■ Goal ■
Retype every entry exactly, character for character.

■ Task material ■

----

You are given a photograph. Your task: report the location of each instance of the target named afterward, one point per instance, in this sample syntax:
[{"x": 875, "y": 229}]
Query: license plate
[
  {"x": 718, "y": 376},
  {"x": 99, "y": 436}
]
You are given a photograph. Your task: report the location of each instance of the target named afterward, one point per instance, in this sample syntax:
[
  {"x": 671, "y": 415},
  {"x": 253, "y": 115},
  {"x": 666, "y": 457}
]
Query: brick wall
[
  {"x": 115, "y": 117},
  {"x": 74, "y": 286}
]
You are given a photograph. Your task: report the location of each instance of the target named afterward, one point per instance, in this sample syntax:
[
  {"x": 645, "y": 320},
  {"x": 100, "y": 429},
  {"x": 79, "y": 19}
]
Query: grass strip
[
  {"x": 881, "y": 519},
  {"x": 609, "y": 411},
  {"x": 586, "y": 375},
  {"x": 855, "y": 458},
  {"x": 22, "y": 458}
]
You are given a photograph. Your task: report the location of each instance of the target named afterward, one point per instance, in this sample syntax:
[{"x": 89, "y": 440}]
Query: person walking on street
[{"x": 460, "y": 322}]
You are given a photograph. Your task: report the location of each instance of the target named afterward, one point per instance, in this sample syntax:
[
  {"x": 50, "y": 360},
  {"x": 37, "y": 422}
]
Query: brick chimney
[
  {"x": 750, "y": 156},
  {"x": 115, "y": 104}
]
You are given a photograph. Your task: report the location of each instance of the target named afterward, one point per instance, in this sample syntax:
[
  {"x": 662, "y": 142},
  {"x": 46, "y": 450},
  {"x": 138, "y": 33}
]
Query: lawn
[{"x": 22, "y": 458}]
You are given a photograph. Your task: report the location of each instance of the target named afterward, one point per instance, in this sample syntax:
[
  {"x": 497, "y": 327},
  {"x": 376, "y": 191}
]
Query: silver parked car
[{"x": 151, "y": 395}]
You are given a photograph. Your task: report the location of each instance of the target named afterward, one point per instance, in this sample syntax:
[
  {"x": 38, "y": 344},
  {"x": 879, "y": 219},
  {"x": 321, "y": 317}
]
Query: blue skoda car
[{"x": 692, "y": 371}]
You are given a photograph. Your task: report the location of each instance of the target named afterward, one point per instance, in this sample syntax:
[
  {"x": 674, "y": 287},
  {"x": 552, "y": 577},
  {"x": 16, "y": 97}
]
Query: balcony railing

----

■ Right answer ■
You are given a photograph. Your task: report the location of each instance of the target named afterward, one point per instance, in this sample syntax:
[{"x": 875, "y": 229}]
Query: license plate
[
  {"x": 718, "y": 376},
  {"x": 99, "y": 436}
]
You are given a photograph. Your task: report the location of each instance of the target named afterward, one point per instance, in this sample syntax:
[
  {"x": 671, "y": 415},
  {"x": 253, "y": 115},
  {"x": 666, "y": 457}
]
Query: brick wall
[
  {"x": 115, "y": 117},
  {"x": 74, "y": 286}
]
You are given a photograph. Your task: report the location of each instance of the target named afterward, one point per instance, in this sample syntax:
[
  {"x": 645, "y": 320},
  {"x": 100, "y": 429},
  {"x": 79, "y": 19}
]
Query: grass strip
[
  {"x": 881, "y": 519},
  {"x": 609, "y": 411},
  {"x": 586, "y": 375},
  {"x": 855, "y": 458},
  {"x": 22, "y": 458}
]
You are given a photograph. Your task: report the location of each instance of the target named afterward, one point per instance, in this sample syntax:
[{"x": 89, "y": 440}]
Query: person walking on street
[{"x": 460, "y": 322}]
You are given a photograph. Your task: report the location of each instance of the target named afterward, one point per instance, in this sample syntax:
[
  {"x": 50, "y": 360},
  {"x": 37, "y": 422}
]
Query: brick chimney
[
  {"x": 750, "y": 156},
  {"x": 115, "y": 104}
]
You are given a photograph. Your task: report the location of each instance of the target named afterward, one point per instance, in this sample syntax:
[
  {"x": 662, "y": 142},
  {"x": 46, "y": 450},
  {"x": 138, "y": 33}
]
Query: lawn
[{"x": 22, "y": 458}]
You are given a photograph. Your task: report the location of each instance of the target named afterward, one point per instance, in this sample syntax:
[
  {"x": 497, "y": 327},
  {"x": 376, "y": 191}
]
Query: silver parked car
[{"x": 151, "y": 395}]
You are given a photograph. Your task: report the location of each instance of the target named afterward, one point per instance, in this sample syntax:
[
  {"x": 38, "y": 344},
  {"x": 879, "y": 219},
  {"x": 321, "y": 317}
]
Query: blue skoda car
[{"x": 692, "y": 371}]
You are given a photograph. Your task: report the location of each instance of the target named afterward, one point per instance, in this sample syntax:
[
  {"x": 674, "y": 287},
  {"x": 552, "y": 577},
  {"x": 16, "y": 97}
]
Query: balcony railing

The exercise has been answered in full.